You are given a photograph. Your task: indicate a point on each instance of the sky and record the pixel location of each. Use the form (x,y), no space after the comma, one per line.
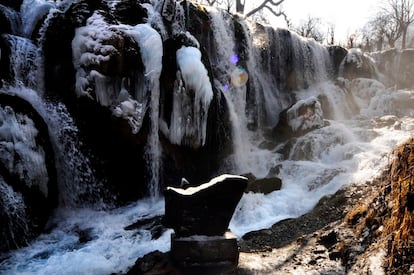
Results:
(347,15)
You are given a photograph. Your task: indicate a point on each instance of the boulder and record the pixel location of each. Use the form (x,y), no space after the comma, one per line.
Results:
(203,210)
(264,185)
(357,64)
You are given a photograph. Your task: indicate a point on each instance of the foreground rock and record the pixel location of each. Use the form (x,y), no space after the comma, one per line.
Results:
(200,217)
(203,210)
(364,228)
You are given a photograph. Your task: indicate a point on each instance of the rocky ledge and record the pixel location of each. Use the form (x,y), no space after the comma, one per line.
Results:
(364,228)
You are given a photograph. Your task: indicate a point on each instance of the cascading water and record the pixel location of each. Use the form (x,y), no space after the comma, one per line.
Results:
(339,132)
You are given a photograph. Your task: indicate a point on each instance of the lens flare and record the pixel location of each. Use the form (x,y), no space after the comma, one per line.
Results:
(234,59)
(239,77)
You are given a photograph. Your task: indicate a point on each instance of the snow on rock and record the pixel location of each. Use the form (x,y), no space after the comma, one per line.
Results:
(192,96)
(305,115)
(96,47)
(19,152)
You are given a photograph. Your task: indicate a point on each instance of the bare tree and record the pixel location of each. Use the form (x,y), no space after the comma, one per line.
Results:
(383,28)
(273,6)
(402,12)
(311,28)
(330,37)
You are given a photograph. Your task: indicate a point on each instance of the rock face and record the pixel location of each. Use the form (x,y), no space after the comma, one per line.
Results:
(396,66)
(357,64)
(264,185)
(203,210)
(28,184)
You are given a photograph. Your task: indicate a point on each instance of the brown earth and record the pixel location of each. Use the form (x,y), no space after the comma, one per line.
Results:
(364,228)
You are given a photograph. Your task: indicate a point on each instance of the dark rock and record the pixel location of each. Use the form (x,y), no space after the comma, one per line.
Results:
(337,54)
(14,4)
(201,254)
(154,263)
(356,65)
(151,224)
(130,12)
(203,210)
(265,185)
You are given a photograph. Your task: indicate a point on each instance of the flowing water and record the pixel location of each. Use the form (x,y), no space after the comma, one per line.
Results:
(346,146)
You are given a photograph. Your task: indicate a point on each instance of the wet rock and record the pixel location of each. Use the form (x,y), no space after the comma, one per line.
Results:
++++++++++
> AIM
Return all of the lines above verbatim, from the first to the last, and omit the picture.

> RESULT OF THE TASK
You are given a photograph. Your task: indicate a point on each instance of the sky and record the pixel location of each. Use the form (x,y), no space after the comma, one per line.
Results:
(347,15)
You are given a photograph. Your task: indicate a point on each instance of the boulder and record the pixel location of each. Use the form (x,y), no space after the comma, one per line.
Results:
(203,210)
(264,185)
(357,64)
You are given a photograph. Your task: indicate a point on each instance of the foreground rock and record the pixel location of each. Use the form (x,y), no space after the comma, one per line.
Results:
(200,217)
(203,210)
(364,228)
You are given a photograph. Your task: indicate a point on each instance of the rocky ledge and record the pixel location of each. Use the form (x,y), no space after the comma, one per line.
Results:
(364,228)
You are given a photograph. Your task: indicate a point on each instance of the cascading water and record the pixel location of each. Use the form (x,y), no space after the comma, one per line.
Results:
(339,132)
You are given a photograph. Your task: indicate a point on each instance of the lens flare and record the pixel location of each. Use the form (x,y), no space after the comma, one per line.
Results:
(234,59)
(239,77)
You are given a photograph. Your task: indicate a point on each instance of the snow on rock and record the pixel location of each. Use the form (x,y), no space after the comma, one per line.
Results:
(192,96)
(305,115)
(96,47)
(19,152)
You are given a photograph. Your task: indicate a point on each instance of the bare tree and record the pixel location of each. Use the form (x,y), no space after the comma, one per line.
Results:
(383,28)
(273,6)
(402,12)
(311,28)
(330,37)
You are given a photograph. Your task: indicate a point on each instance of the rock face and record the pixel location of each. Use the form (x,y), no space after the comma, one per line.
Results:
(396,66)
(357,64)
(264,185)
(203,210)
(28,184)
You are given a photograph. Your task: indicate a point on each instance of the brown earth and record the pixel location of each. Use the form (x,y), no space after the comma, one per line.
Results:
(364,228)
You are given a photograph. Your task: indicate a point on each instance of the dark rock and record the pixel location of each. Use the form (x,y), no space after the comma, one per line.
Results:
(337,54)
(14,4)
(201,254)
(154,263)
(356,65)
(151,224)
(130,12)
(203,210)
(265,185)
You are given a photograph. Your task: indicate a point on each instance of the flowing water and record the pixel location of each. Use the form (x,y), no space after the comma, one per line.
Results:
(346,146)
You are given a photograph. Your task: indicate a point on each instance of the wet rock and record the pixel location of each. Use the form (x,y), no space after the comma, one per line.
Results:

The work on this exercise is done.